#### EXERCISE PROMPT:
Only the lines from the one containing "One point goes on every instance of the moss-covered" to the end of the entries should be written out, each exactly as it stands, both ends included.

Photo object pointing records:
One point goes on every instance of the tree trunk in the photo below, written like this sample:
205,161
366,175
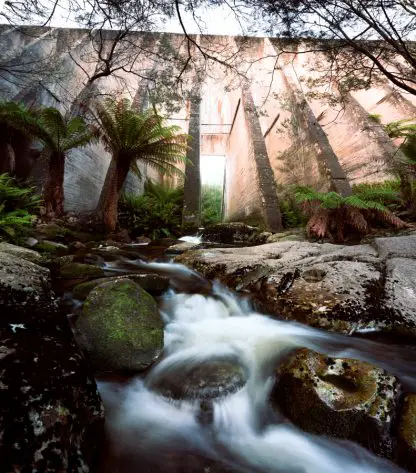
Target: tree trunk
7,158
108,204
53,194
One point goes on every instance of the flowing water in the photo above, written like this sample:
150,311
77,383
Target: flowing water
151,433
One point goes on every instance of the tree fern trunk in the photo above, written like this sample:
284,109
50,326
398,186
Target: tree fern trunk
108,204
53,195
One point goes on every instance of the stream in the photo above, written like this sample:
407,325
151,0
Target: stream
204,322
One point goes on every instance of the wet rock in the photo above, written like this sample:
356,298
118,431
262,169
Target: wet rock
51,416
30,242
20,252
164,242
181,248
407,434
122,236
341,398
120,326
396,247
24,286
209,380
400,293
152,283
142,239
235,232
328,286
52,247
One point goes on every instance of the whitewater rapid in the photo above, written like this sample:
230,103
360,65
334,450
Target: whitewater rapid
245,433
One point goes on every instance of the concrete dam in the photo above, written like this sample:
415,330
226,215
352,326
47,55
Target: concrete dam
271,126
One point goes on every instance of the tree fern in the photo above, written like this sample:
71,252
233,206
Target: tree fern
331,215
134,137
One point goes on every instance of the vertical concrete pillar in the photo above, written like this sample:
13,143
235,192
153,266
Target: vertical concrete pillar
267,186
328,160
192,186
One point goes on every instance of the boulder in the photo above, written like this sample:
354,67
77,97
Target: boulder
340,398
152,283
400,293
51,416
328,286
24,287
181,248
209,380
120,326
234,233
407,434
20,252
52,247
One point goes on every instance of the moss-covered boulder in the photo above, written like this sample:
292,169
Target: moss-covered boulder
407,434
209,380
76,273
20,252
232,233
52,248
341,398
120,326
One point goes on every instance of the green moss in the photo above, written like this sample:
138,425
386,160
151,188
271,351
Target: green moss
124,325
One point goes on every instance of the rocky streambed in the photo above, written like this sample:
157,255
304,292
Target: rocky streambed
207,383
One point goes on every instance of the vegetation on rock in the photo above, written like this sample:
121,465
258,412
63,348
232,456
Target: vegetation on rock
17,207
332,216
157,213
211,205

#### THE OUTPUT:
One point goes on every instance of the moss-covered boulder in the photo above, written like this sample:
292,169
Target: moss-covered boulder
407,434
209,380
76,273
20,252
232,233
52,248
341,398
120,326
One point goes on every instance of the green moss in the photo above, written like this sample:
138,425
386,160
151,188
271,351
Target: green moss
124,325
One point goes on every instance of the rocky streambed in the photo above, written like this sample:
157,255
304,292
Target: rocky streambed
207,383
One point goes on every instance of the vegetation on rock in the photo above, written like this sample:
121,465
258,412
63,348
232,456
Target: vegetation on rock
17,207
332,216
157,213
211,205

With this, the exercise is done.